WHAT THE EXERCISE ASKS.
Go through the data underneath and copy every line exactly.

PROVIDED ENTRIES.
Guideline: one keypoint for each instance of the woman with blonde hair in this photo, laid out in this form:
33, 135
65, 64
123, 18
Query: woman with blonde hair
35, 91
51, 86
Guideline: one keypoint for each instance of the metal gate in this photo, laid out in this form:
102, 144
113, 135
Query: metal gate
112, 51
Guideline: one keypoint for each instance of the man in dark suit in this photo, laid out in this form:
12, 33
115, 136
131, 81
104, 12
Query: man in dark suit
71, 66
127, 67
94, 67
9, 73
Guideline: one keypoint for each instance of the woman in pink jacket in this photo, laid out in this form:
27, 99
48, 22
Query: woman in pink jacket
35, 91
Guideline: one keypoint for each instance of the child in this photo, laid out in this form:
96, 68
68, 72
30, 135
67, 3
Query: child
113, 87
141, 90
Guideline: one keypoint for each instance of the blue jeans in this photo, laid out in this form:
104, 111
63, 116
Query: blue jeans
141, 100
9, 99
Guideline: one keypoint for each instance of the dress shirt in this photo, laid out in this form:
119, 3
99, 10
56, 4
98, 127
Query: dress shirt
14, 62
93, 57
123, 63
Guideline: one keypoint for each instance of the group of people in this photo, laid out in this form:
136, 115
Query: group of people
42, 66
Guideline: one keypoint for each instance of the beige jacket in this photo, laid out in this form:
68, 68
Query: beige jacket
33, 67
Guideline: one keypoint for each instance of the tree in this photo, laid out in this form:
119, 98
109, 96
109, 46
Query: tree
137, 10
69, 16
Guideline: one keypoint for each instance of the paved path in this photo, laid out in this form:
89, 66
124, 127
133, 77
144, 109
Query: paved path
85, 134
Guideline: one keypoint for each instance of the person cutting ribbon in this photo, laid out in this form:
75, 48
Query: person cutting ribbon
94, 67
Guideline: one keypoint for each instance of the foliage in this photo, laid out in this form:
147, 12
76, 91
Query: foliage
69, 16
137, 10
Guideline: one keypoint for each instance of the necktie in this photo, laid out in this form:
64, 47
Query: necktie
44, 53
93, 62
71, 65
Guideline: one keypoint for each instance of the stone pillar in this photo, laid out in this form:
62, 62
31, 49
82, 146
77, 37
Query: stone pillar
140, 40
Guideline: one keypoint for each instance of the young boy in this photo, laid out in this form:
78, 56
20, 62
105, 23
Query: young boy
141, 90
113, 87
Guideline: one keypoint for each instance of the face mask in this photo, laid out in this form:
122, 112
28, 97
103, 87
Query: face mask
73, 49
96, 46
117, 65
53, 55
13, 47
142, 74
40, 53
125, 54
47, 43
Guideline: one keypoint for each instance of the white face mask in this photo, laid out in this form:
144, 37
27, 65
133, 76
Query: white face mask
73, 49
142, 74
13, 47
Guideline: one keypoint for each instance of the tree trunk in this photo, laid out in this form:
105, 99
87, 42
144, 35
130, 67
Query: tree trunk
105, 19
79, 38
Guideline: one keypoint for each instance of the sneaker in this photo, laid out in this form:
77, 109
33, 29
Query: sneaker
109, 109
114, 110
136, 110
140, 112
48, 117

THE ANSWER.
Guideline: one keypoint for each instance of the woman with blonde hair in this photo, laid out in this form:
33, 135
65, 64
123, 18
Query: woman with blonde hair
35, 91
51, 86
Guideline: one keypoint for each instance of the metal gate in this photo, laid out in this form:
102, 144
113, 135
Query: metal gate
112, 51
Guideline: one keypoint for each instance of the man in dark suit in this photo, laid out in this form:
12, 33
115, 136
131, 81
104, 12
Query: man in dark suit
71, 66
127, 67
94, 67
9, 73
Guideline: one keypoint for each instance of the woman in pink jacket in this photo, laid out in this form:
27, 99
48, 22
Query: woman in pink jacket
35, 91
Guideline: one keypoint for each instance of the child in this photo, laid out in this form:
96, 68
68, 72
30, 135
67, 3
Query: child
113, 87
141, 90
Guideline: one keypoint for each instance of the blue jeans in this photo, laid out in this form:
104, 111
63, 116
Query: blue jeans
141, 100
9, 99
Guideline: one keypoint for each instance of the dress shirt in this photo, laid out in this form:
119, 3
99, 10
56, 4
98, 127
Query: dress shirt
14, 62
93, 57
123, 63
Guideline: one keypoint for each instance of the group of people in this photo, laid out in this form:
136, 115
Query: group of people
42, 66
Guideline: one keypoint for each instance of the beige jacket in this photo, laid out in this form:
68, 68
Query: beige jacket
33, 67
Guideline: one keypoint for each instance of the tree in this photo, laid out in this form:
119, 98
109, 96
109, 46
Query: tree
137, 10
69, 16
Guideline: one keypoint for each instance of the paved path in this photo, laid out in this form:
89, 66
124, 127
133, 77
144, 109
Query: paved path
85, 134
Guideline: one keypoint for each instance of the person cutting ribbon in this photo, laid out in this form:
75, 48
Query: person cutting ribbon
94, 67
Guideline: one keypoint for each instance of the foliage in this photo, laid out in this form:
147, 12
76, 91
Query: foliage
69, 16
137, 10
Guideline: one keypoint for each instance of the necktie in this photo, laid out in this form:
64, 47
Query: necktie
44, 53
93, 62
71, 65
Guideline: one keypoint for each instance of the stone pillar in this photo, laid out in this form:
62, 62
31, 49
82, 146
77, 37
Query: stone pillar
140, 40
Guideline: one keypoint for each instance of the young boy in this photo, laid out in this form:
78, 56
20, 62
105, 23
Query: young boy
141, 90
113, 87
Guideline: one keypoint for each instance of the face mask in this photo, laid out in this form:
122, 112
28, 97
103, 87
Query: face mask
73, 49
96, 46
117, 65
53, 55
13, 47
142, 74
40, 53
125, 54
47, 43
Guideline: one keypoint for each instance of the white face mask in this photo, laid out in this form:
144, 37
27, 65
133, 76
Query: white face mask
73, 49
142, 74
13, 47
Guideline: one keypoint for each instance of the tree trunk in this photo, laid out in this form:
105, 99
87, 42
144, 35
130, 67
Query: tree trunk
105, 19
79, 38
Guideline: one keypoint for each instance of the sneaker in this photo, laid out in this form:
77, 109
33, 29
Query: sneaker
109, 109
114, 110
136, 110
140, 112
48, 117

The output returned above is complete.